» REQUIREMENT 1: State how many lines of the records below contain the word "foliage". Give only the number.

Start of PAGE

Except when it didn't. As the platoon leader, I took overnight shifts and filled in on switchboard watch, etc. One night, we got a call from the operations tent that the hotline "wasn't working", so I sent one of my young Marines over to check the phone out. When he returned, he reported that the Captain in the ops tent had repeated that the phone "wasn't working", and said that they hadn't done anything to attempt to troubleshoot or address the problem themselves. The Marine continued by saying that they'd checked the batteries...TA-938 (the TA-838, similar in form to the TA-938, is shown on the right) phones took 2 D cell batteries...and found that someone had, indeed, attempted to troubleshoot the phone. An interesting aspect of the TA-938 phone is that both batteries had to be placed in the phone with their positive terminals facing up, which is something very different from what most folks are used to. The Marine shared that they'd ensured the correct placement of the batteries, and everything seemed to be functioning correctly but when they picked up the hot line, no one on the other end answered. 

About 20 minutes later, we got another call that the hot line in the ops tent wasn't work; this time, there was more frustration in the caller's voice. So, I went over and checked out the phone...only to find that the phone had been disconnected from the wires and thrown across the tent. Fortunately, the phones are "ruggedized", meaning that they are intended to take some level of punishment. I got the phone reconnected, checked to ensure that the batteries hadn't been tampered with, and picked up the handset...only to have the line answered on the second ring. I spoke with the person on the other end, explaining the "issue" we'd experienced at our unit, and found that there was only one person manning the other end of the hot line that night, and that they'd gone for a bathroom break, stopped on their way back to get a cup of coffee, gotten into a conversation while they were out, and had only recently returned to the tent.

The lesson I learned here is that technology most often functions as designed or configured, not as expected. If we don't understand the technology, then we may have expectations of the technology that are far out of alignment with its design. As such, when those expectations aren't met, we may declare that the technology "doesn't work". As someone providing services based on technology...Communications Officer, DFIR consultant, SOC manager, etc...we often need to keep this in mind.

End of PAGE
Start of RECORDS FOR PROCESSING

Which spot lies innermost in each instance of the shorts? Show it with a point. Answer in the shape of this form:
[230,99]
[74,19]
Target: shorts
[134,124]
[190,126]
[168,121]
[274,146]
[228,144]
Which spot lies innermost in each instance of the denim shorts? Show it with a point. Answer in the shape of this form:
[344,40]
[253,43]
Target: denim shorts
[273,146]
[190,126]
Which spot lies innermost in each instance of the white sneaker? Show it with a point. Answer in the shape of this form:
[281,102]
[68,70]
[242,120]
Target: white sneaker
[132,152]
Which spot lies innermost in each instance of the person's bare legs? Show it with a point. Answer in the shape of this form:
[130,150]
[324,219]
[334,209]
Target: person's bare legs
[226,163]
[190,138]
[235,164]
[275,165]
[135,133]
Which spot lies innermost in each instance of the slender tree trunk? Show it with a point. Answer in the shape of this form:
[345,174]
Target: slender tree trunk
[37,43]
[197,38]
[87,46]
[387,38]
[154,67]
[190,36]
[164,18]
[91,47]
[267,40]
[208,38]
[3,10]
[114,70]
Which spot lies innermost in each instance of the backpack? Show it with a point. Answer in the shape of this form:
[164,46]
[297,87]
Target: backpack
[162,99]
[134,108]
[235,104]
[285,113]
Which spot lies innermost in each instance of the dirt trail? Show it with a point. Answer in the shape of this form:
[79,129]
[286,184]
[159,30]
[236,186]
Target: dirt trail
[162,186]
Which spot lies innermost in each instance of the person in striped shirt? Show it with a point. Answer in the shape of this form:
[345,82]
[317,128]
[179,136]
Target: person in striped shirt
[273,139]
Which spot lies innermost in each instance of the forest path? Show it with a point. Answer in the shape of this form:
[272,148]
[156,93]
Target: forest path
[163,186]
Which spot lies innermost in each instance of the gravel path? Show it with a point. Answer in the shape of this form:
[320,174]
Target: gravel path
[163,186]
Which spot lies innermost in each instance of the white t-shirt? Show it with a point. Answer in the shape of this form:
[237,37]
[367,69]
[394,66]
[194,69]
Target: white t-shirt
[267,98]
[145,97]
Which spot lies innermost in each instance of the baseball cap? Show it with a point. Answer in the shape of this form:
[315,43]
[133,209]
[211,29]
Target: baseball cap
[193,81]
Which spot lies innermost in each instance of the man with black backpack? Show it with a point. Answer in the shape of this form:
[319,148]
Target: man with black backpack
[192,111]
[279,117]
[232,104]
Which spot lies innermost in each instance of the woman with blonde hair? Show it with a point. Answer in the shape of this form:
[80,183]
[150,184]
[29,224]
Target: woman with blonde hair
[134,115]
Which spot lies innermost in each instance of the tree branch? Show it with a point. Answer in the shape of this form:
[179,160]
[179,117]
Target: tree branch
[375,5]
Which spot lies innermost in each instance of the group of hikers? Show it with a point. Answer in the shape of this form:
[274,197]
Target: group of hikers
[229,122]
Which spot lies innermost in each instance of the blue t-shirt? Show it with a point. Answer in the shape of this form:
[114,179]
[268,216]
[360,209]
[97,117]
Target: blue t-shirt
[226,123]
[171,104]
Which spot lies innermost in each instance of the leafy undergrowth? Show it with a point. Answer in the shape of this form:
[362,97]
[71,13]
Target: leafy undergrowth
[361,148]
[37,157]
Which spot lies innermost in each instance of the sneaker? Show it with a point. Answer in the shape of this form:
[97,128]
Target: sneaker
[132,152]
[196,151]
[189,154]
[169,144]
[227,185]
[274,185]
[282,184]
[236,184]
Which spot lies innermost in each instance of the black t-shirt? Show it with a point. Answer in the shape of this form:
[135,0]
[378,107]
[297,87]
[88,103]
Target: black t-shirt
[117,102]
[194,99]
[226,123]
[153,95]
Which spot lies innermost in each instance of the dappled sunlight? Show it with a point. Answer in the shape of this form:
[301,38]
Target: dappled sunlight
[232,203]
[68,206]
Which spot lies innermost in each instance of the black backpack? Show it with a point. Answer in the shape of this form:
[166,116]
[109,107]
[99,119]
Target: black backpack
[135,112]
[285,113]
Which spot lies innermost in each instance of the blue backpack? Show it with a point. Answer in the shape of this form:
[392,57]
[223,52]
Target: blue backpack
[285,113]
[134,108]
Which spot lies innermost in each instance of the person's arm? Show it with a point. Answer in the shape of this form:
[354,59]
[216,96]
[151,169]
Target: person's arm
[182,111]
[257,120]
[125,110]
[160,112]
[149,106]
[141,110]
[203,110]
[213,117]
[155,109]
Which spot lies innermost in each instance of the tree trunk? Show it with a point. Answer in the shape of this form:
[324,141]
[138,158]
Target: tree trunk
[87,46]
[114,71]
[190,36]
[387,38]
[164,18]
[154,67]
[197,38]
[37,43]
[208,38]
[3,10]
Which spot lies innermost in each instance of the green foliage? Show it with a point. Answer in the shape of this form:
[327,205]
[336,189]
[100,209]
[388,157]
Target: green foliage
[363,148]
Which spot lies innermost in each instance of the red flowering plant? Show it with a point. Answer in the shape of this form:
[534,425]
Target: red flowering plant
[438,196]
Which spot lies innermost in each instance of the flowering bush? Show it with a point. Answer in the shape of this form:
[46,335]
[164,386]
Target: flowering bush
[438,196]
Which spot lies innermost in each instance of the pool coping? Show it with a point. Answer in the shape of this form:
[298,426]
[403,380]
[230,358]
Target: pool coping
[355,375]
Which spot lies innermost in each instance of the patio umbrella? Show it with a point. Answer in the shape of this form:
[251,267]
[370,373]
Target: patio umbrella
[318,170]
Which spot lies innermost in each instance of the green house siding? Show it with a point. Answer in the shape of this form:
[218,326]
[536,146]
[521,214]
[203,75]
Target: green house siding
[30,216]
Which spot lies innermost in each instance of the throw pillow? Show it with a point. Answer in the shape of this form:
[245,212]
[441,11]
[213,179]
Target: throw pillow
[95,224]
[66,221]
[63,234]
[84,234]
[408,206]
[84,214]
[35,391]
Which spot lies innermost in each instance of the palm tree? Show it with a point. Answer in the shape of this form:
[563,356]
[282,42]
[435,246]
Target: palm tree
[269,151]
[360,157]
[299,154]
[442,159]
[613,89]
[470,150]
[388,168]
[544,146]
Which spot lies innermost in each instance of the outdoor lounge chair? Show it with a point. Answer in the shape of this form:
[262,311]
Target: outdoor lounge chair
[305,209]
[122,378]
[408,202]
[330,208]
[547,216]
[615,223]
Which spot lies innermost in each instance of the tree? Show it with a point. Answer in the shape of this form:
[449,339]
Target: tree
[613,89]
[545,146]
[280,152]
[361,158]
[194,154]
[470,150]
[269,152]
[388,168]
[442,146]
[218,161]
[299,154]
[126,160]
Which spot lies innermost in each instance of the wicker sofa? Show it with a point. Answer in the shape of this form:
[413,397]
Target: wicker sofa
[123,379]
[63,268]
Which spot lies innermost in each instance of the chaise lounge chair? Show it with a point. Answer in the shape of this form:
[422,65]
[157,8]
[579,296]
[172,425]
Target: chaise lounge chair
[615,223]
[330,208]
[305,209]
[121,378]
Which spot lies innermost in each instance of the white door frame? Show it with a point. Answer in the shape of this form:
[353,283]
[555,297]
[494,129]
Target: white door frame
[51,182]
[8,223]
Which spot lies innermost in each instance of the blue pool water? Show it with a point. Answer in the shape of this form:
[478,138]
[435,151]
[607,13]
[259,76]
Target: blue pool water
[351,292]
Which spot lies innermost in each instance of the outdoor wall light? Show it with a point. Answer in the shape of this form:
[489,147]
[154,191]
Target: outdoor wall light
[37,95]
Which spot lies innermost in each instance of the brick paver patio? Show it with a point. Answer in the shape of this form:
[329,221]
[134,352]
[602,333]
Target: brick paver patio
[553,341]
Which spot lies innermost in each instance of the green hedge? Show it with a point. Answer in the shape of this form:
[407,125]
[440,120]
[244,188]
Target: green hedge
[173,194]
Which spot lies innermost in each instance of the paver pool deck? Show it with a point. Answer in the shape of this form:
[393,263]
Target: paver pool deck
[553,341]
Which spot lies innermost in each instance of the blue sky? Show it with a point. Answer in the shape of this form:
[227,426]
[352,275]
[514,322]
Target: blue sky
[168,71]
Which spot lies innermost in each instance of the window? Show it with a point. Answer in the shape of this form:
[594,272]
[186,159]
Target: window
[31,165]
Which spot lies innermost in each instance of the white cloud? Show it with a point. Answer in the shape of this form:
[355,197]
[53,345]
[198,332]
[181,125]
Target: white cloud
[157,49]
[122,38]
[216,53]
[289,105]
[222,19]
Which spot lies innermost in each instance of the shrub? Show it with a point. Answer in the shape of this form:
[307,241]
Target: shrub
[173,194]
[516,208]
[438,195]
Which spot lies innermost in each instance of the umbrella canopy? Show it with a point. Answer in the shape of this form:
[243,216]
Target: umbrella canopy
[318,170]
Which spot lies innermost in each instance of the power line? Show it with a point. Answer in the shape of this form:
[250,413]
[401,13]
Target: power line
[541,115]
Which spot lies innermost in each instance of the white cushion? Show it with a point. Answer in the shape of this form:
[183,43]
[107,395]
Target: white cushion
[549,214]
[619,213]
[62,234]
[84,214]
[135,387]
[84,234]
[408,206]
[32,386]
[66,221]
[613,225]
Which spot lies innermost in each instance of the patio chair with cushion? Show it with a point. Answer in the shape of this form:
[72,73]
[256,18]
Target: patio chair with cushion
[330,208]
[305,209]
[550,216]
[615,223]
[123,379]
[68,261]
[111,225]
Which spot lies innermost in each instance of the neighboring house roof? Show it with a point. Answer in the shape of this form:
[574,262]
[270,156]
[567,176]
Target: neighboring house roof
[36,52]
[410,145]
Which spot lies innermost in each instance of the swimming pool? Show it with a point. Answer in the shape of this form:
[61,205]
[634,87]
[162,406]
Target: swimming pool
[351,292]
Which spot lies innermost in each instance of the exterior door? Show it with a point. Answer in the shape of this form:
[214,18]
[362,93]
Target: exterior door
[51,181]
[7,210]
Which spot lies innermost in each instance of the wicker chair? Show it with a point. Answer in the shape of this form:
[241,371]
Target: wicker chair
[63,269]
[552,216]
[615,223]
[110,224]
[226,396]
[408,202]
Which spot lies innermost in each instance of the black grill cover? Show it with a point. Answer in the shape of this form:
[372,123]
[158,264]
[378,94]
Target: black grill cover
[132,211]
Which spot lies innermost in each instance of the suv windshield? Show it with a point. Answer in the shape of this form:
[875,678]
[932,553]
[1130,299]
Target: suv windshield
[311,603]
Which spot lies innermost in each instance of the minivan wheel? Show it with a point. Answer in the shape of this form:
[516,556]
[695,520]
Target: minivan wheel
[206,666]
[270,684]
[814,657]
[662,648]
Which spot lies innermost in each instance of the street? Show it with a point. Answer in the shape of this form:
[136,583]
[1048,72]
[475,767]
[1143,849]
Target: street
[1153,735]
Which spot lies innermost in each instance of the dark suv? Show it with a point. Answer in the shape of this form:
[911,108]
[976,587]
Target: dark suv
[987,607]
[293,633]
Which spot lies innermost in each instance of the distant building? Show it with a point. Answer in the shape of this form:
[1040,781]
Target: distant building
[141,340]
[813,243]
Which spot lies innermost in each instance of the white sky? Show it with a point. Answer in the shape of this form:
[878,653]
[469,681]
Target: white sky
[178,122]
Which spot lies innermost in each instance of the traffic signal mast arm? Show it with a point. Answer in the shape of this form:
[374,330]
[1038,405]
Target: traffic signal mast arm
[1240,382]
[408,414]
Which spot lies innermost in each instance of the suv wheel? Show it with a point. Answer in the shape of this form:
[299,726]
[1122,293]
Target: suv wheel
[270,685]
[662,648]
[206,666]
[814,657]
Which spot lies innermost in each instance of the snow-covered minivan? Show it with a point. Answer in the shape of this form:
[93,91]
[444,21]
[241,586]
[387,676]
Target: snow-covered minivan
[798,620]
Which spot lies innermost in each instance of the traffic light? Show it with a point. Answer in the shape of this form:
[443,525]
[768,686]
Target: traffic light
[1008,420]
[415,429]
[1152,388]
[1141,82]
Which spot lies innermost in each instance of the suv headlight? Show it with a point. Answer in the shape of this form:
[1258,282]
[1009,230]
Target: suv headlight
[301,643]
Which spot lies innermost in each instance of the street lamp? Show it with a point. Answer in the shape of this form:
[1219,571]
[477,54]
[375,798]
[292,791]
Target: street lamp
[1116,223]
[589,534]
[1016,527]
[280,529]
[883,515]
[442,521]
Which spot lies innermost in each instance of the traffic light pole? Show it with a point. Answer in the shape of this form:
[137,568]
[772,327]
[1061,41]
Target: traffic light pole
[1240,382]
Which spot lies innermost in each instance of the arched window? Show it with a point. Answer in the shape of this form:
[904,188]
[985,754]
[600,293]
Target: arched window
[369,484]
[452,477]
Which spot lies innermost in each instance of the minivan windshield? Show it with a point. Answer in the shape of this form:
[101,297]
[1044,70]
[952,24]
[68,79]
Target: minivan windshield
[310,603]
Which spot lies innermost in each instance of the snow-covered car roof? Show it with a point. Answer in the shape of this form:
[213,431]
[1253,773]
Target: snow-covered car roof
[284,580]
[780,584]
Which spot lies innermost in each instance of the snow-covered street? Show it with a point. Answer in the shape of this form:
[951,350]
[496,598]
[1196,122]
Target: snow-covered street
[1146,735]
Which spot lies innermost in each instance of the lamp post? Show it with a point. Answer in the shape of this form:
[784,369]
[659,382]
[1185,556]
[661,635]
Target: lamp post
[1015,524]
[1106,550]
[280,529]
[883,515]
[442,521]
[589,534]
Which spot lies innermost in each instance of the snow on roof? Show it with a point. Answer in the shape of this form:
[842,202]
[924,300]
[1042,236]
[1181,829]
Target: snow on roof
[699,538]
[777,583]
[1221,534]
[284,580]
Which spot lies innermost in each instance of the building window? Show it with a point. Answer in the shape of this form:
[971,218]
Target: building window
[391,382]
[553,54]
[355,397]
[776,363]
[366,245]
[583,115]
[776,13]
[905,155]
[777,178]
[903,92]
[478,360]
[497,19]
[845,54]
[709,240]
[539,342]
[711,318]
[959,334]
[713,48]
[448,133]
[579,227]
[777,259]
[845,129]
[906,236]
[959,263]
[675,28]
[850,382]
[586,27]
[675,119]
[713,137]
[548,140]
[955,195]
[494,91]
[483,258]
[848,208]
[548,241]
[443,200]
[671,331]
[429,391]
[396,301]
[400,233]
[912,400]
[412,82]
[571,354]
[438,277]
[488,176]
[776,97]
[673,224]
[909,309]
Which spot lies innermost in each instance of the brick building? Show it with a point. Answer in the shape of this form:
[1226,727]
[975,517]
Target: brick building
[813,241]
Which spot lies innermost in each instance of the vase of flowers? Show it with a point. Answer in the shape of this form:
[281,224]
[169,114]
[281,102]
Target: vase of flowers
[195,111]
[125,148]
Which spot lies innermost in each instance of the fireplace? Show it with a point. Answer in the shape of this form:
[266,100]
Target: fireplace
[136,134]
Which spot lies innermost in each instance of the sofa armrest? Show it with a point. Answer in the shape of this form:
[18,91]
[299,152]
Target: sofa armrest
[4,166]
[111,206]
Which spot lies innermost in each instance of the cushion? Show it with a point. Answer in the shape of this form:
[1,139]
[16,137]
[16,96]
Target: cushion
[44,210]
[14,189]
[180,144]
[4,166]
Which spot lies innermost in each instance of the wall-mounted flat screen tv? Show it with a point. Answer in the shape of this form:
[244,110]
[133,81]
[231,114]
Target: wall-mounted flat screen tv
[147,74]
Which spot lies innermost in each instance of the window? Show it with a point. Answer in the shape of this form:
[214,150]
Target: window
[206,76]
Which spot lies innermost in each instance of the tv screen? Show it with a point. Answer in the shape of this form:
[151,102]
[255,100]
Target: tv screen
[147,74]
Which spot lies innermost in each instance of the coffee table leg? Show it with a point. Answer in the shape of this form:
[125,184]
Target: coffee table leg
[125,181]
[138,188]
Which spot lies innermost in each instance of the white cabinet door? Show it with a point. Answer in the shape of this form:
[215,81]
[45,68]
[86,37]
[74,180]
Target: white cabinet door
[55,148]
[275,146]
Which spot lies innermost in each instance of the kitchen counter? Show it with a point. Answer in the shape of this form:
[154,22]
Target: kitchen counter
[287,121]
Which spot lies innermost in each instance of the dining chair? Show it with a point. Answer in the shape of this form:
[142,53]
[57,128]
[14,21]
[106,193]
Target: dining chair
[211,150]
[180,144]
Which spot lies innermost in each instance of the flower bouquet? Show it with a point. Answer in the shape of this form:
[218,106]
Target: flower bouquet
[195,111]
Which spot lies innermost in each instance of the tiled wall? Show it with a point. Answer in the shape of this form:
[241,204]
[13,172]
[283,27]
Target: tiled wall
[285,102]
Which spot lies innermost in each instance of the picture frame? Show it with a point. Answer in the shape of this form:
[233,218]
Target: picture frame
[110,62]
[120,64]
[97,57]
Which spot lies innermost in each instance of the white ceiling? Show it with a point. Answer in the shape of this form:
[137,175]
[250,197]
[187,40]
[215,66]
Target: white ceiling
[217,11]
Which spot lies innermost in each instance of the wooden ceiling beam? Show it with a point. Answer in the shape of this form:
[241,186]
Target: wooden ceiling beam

End of RECORDS FOR PROCESSING

» REQUIREMENT 2: In the account of the field hotline, translate this sentence into Spanish: "The lesson I learned here is that technology most often functions as designed or configured, not as expected."

» FINAL ANSWER 1: 2

» FINAL ANSWER 2: La lección que aprendí aquí es que la tecnología casi siempre funciona tal como fue diseñada o configurada, no como se espera.